───── TE ANALYSEREN TEKST ─────

Charles Baudelaire. Brieven aan zijn moeder. Parijs, 27 februari 1858. 5 uur ’s avonds.
Charles Baudelaire
Brieven aan zijn moeder. Gehele correspondentie
Auguste Renoir. 1841–1919. 1880/82.
Parijs, zaterdag 27 februari 1858.
5 uur ’s avonds.
Ik ga je morgenochtend heel wat portokosten geven.
Ik heb vandaag geen geld.
Lieve moeder, je moet mijn situatie heel goed begrijpen.
Als ik eraan denk dat ik rustig op één oor sliep!
Serieus, heb jij echt die imbeciel de opdracht gegeven om de verklikker te spelen (dat was eergisteren, en ik heb het net gehoord), om informatie in te winnen over mijn gewoonten, of ik wel eens elders sliep, om bij het huispersoneel en de bedienden te gaan zitten, met de kans om zichzelf zwaar belachelijk te maken, om me te lasteren (terwijl ik zevenendertig jaar ben, naam heb gemaakt, en ik al heel lang zo gelukkig had kunnen zijn als een misverstand niet al mijn plannen had gedwarsboomd), om te komen zeggen (en jij had hem verteld me te betalen) dat ik nooit zou betalen en dat hij mij dus ook niets zou geven……… etc……….?

───── AANGELEVERDE ITEMS ─────

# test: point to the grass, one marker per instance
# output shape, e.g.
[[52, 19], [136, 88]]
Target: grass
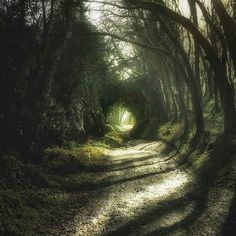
[[36, 198]]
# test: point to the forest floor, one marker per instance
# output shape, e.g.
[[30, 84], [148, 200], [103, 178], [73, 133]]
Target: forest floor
[[140, 191], [106, 187]]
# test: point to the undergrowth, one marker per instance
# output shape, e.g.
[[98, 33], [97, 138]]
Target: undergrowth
[[33, 198]]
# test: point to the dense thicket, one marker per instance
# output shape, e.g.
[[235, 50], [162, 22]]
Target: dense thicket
[[189, 60], [52, 70]]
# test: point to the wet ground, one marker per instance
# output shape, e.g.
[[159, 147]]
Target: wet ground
[[142, 192]]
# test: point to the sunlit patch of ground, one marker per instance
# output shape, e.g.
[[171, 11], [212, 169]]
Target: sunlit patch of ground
[[145, 193], [128, 200]]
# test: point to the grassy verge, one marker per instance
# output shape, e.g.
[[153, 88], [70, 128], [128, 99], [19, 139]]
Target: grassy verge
[[37, 198]]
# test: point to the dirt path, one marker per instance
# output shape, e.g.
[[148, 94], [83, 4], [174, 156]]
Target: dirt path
[[140, 193]]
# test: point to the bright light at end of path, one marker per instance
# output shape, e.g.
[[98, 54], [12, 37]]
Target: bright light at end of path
[[131, 203]]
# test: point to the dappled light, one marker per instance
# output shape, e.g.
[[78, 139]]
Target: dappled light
[[118, 117]]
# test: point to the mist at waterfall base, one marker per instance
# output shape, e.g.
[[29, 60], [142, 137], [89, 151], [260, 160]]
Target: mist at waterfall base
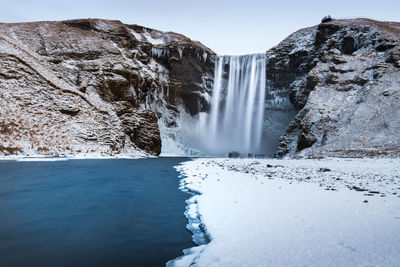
[[246, 117]]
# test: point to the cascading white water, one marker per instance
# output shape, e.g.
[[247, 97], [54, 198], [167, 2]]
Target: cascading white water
[[237, 106]]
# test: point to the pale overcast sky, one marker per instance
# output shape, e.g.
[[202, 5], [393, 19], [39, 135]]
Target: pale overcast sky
[[228, 27]]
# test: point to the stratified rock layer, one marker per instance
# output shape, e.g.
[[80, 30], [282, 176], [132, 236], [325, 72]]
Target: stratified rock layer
[[343, 78], [85, 86]]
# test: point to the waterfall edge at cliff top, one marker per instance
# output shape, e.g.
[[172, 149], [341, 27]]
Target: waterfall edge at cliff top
[[246, 117]]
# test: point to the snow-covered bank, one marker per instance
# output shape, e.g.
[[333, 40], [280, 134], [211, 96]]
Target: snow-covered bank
[[294, 212]]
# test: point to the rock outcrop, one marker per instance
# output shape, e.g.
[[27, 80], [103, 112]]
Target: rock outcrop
[[343, 78], [94, 86]]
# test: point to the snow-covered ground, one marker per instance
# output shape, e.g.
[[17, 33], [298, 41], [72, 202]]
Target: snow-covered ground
[[331, 212]]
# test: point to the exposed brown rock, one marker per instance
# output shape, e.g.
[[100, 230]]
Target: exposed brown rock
[[85, 86]]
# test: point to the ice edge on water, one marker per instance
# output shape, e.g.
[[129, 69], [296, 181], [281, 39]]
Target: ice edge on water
[[200, 235]]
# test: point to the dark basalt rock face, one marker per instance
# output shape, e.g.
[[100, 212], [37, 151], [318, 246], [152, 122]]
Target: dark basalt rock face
[[92, 86], [343, 78]]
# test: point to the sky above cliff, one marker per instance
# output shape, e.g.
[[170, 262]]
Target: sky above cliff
[[228, 27]]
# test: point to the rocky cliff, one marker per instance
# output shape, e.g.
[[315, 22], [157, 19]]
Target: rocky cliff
[[343, 78], [94, 86]]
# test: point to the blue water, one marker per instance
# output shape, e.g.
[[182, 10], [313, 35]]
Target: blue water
[[91, 213]]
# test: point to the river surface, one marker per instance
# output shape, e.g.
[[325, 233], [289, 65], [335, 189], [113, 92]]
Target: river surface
[[102, 212]]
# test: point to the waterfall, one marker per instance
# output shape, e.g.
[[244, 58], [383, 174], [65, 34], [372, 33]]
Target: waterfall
[[237, 104]]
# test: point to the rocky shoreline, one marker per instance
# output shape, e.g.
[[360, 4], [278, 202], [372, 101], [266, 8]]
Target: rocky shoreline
[[255, 211]]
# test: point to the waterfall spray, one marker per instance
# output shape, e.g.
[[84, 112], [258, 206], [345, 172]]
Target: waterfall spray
[[237, 105]]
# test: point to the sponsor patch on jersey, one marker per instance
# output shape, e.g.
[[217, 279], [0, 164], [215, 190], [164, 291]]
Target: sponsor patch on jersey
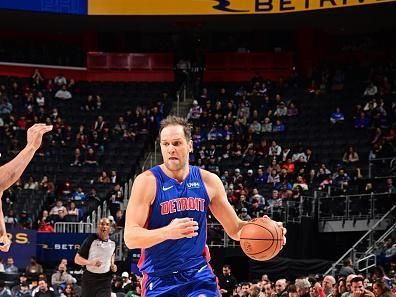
[[193, 185]]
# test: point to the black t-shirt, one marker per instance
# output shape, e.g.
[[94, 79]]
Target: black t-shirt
[[227, 282]]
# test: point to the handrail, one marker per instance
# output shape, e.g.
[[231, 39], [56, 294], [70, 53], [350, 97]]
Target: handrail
[[355, 195], [381, 238], [332, 268], [372, 160]]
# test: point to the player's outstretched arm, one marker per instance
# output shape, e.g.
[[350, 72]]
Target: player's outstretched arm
[[12, 171], [220, 207], [136, 235], [5, 242]]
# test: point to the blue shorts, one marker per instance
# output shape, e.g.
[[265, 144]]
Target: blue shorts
[[197, 282]]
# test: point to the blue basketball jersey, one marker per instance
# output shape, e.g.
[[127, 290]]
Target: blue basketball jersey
[[177, 200]]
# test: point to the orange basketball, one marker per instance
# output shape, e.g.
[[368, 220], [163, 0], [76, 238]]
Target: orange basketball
[[261, 239]]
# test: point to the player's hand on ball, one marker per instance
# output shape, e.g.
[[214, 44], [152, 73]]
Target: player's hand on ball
[[113, 268], [35, 135], [5, 243], [284, 230], [181, 228]]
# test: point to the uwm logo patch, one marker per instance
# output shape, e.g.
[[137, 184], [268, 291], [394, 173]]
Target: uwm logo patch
[[193, 185]]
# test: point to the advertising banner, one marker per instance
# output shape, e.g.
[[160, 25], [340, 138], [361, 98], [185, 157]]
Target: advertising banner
[[23, 246], [215, 7], [54, 6], [52, 247]]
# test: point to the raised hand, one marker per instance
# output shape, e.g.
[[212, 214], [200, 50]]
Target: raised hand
[[35, 135], [284, 230]]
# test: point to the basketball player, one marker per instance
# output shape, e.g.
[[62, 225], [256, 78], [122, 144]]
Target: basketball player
[[12, 171], [166, 218], [97, 255]]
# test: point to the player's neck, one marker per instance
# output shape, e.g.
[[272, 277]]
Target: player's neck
[[178, 175]]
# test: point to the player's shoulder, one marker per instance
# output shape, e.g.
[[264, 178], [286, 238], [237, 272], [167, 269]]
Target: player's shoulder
[[145, 177], [208, 177]]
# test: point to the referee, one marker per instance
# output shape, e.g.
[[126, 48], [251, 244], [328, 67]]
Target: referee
[[97, 255]]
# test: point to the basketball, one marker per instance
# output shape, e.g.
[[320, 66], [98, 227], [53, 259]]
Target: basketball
[[261, 239]]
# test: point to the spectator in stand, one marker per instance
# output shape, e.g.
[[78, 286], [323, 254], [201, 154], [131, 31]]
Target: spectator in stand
[[292, 110], [19, 289], [357, 287], [268, 290], [256, 195], [278, 126], [119, 219], [24, 221], [34, 268], [371, 90], [43, 290], [40, 99], [328, 285], [90, 158], [266, 127], [281, 288], [63, 94], [77, 158], [381, 289], [45, 226], [73, 212], [281, 110], [337, 117], [341, 180], [227, 282], [99, 124], [362, 121], [244, 216], [242, 203], [104, 178], [389, 186], [275, 150], [31, 184], [255, 126], [61, 277], [120, 127], [90, 104], [9, 267], [302, 287], [5, 106], [195, 112], [113, 177], [347, 268], [37, 78], [58, 206], [350, 156]]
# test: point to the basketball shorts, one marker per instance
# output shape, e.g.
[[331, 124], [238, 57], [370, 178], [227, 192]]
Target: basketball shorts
[[96, 285], [197, 282]]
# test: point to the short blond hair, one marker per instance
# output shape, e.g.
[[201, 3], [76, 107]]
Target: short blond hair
[[177, 121]]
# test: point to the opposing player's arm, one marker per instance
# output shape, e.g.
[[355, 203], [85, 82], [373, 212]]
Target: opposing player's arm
[[142, 196], [82, 256], [12, 171], [220, 207], [5, 242]]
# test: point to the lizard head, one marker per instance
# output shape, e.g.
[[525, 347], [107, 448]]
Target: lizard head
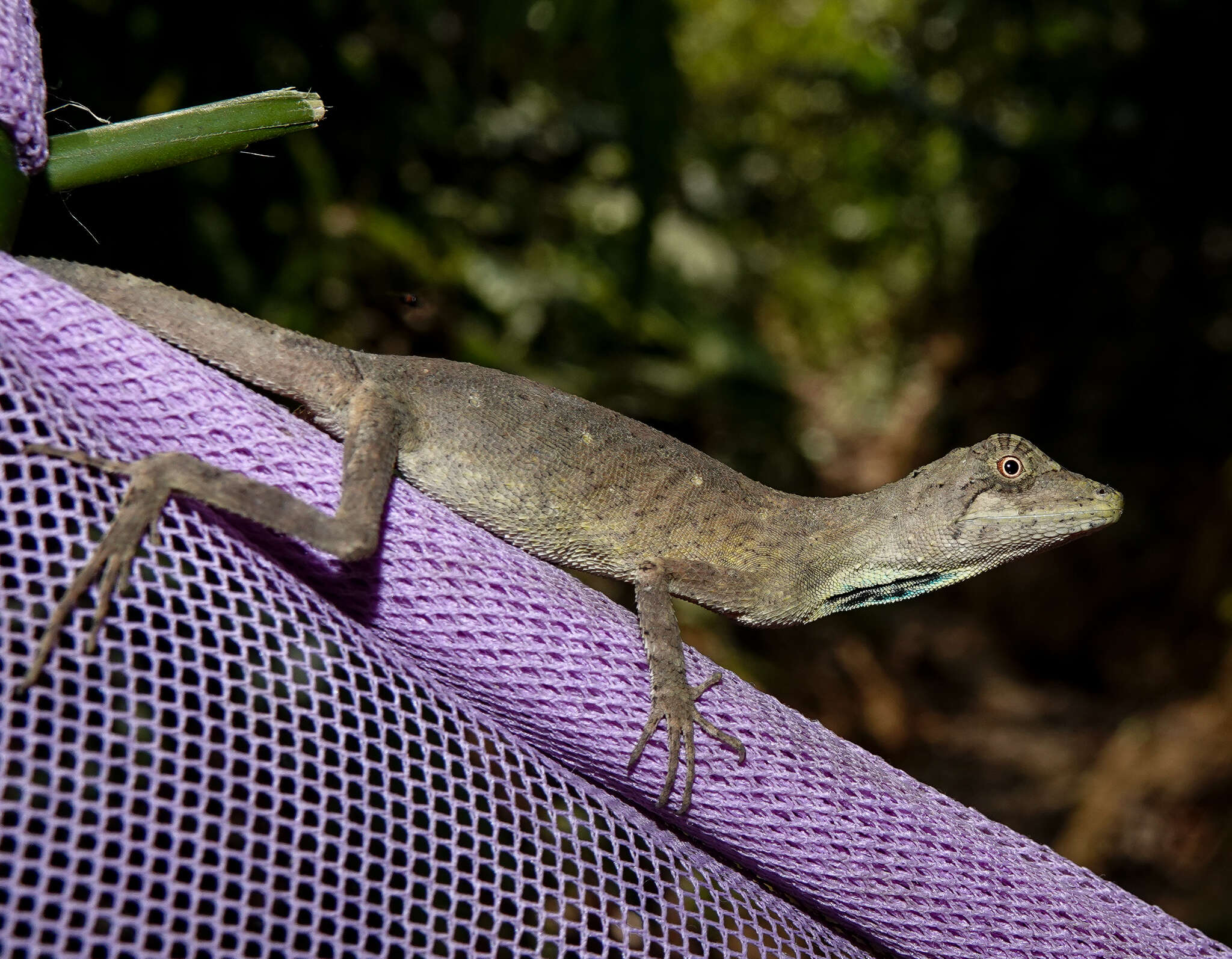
[[975, 508]]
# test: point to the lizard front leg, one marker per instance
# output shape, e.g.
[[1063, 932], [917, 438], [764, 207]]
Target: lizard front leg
[[672, 698], [375, 430]]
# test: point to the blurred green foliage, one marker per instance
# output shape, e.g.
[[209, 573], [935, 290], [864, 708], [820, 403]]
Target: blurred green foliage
[[822, 241]]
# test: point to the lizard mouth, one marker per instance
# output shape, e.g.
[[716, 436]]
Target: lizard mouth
[[1098, 514]]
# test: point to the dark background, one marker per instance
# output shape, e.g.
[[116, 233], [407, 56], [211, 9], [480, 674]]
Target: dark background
[[825, 242]]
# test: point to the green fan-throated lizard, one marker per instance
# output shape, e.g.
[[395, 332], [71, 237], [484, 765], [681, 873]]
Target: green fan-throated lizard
[[582, 487]]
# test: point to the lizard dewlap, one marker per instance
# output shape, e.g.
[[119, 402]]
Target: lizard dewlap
[[583, 487]]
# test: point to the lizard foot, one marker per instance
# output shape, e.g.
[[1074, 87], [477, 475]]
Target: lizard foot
[[138, 512], [678, 707]]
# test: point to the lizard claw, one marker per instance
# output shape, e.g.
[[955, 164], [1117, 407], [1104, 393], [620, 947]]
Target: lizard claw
[[678, 707], [138, 511]]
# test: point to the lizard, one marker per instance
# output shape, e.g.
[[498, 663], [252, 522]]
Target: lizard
[[579, 486]]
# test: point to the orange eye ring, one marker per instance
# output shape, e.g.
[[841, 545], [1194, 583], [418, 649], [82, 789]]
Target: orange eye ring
[[1011, 466]]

─────

UIT TE VOEREN OPDRACHT: Zet de brief van Baudelaire aan zijn moeder voort, direct na de laatste zin.

ANTWOORD BIJ OEFENING:
Ik ben echt niet blij met het verdriet dat ik je aandoe.
Ik heb werk te doen, en nu moet ik ineens weer op zoek naar getuigen in het geval van een eventuele ruzie tussen Ancelle en mij of tussen zijn zoon en mij. Dat mannetje is groot genoeg daarvoor. Ik eis echte excuses, een duidelijke spijtbetuiging.
Ik wil dat dit plaatsvindt in het bijzijn van twee of drie personen die ik uitkies. Als dat niet plaatsvindt, dan zal ik wreed optreden.
En wat voor getuigen heb ik nodig!
Discreet en toegewijd! Het moeten mensen zijn aan wie ik, ik, kan bekennen dat ik door onvrijwillige ophitsing van mijn moeder, beledigd ben door mijn raadsman die in een voorvertrek een walgelijk beroep is komen uitoefenen.
En als ik denk dat de mesten van mijn vrienden getrouwd zijn, vrouw en kinderen hebben, en dat zij me zo’n lastige missie kunnen weigeren! Toch ben ik vastbesloten om de zaken tot het uiterste te drijven, zoals ik altijd doe in zo’n woedeaanval die ik één keer in de tien jaar heb.
Het moet nu maar eens afgelopen zijn. Is het begrijpelijk, dat ik om een gunst vraag, dat die gunst me wordt toegewezen, maar dat die gunst me niet wordt gegeven, en dat ik letterlijk word lamgeslagen, en dat in plaats van dat men me die gunst verleent, me pijn wordt gedaan, zo veel mogelijk?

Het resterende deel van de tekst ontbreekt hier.